What needs to be done: Copy every line of the entries below without changing a character, and leave the pictures out of your copy.

Data provided:
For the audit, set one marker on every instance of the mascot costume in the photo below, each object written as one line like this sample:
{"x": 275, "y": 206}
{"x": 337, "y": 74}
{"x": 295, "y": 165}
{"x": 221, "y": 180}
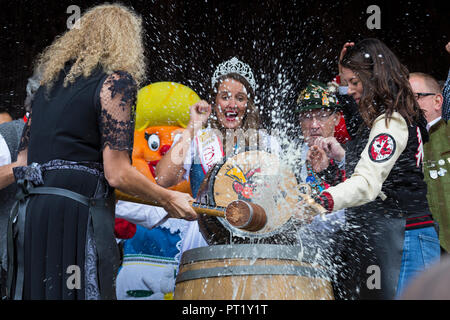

Right answer:
For the audit, set one marker on every instance of the mascot costume in the photo below, each object written as one line like this sample:
{"x": 275, "y": 206}
{"x": 337, "y": 74}
{"x": 295, "y": 165}
{"x": 221, "y": 180}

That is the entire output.